--- Records from a dataset ---

----------------

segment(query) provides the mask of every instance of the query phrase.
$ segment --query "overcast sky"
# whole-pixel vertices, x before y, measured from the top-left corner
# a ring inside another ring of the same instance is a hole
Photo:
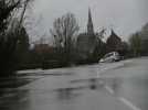
[[[38,34],[47,32],[66,12],[74,13],[81,31],[86,31],[88,7],[95,31],[113,28],[124,40],[148,22],[148,0],[35,0],[33,15],[42,16]]]

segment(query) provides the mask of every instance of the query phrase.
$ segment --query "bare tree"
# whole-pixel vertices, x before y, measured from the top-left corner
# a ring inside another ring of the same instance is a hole
[[[80,26],[75,15],[66,13],[62,18],[55,19],[51,34],[54,37],[54,43],[57,48],[64,48],[67,54],[73,45],[74,36],[78,32]]]

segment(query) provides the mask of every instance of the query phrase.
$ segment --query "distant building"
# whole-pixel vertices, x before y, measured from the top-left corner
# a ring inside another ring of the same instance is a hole
[[[96,35],[94,33],[91,9],[88,9],[87,32],[81,33],[77,37],[76,43],[76,48],[80,57],[83,59],[87,59],[94,53],[95,46]]]
[[[123,50],[121,44],[121,38],[112,30],[110,36],[106,41],[107,52],[120,52]]]

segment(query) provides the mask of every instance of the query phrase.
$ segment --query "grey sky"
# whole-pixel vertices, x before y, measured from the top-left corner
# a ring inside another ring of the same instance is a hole
[[[66,12],[74,13],[81,31],[85,31],[89,7],[95,31],[102,26],[113,28],[127,40],[129,34],[148,22],[147,6],[148,0],[35,0],[33,13],[36,16],[42,15],[38,25],[42,32],[49,31],[54,19]]]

----------------

--- Short problem ---
Rename "top-left corner" to "upper-left corner" throughout all of the entries above, keeping everything else the same. Leave the pictures out of your answer.

--- Reply ---
segment(query) provides the mask of every instance of the query phrase.
$ segment --query "overcast sky"
# whole-pixel vertices, x before y, measured from the upper-left corner
# a ring inside another ring of the same instance is a hole
Photo:
[[[38,34],[47,32],[66,12],[74,13],[81,31],[86,31],[88,7],[95,31],[113,28],[124,40],[148,22],[148,0],[35,0],[33,15],[42,16]]]

segment(query) provides the mask of every instance of the query phrase.
$ segment --query "bare tree"
# whole-pixel vertices, x before y, measured from the upper-left corner
# a ring inside another ring of the same instance is a hole
[[[80,26],[75,15],[66,13],[62,18],[55,19],[51,34],[54,37],[54,43],[57,48],[64,48],[67,54],[73,45],[74,36],[78,32]]]

segment(query) provides the mask of every instance of the query phrase.
$ segment --query "distant building"
# whole-pixel vertices, x before y, measured from the upper-left corner
# a ring inside another ring of the same instance is a hole
[[[96,35],[94,33],[91,9],[88,9],[87,32],[81,33],[77,37],[76,43],[76,48],[80,57],[83,59],[87,59],[94,53],[95,46]]]
[[[123,50],[121,44],[121,38],[112,30],[110,36],[106,41],[107,52],[120,52]]]

segment(query) provides the mask of every instance of the query phrase.
$ segment --query "grey sky"
# whole-pixel vertices, x before y, measured from the upper-left corner
# a ring inside another ring of the same instance is a hole
[[[66,12],[74,13],[81,31],[85,31],[89,7],[95,31],[102,26],[113,28],[127,40],[129,34],[148,22],[147,6],[148,0],[35,0],[33,13],[36,16],[42,15],[38,25],[42,32],[49,31],[54,19]]]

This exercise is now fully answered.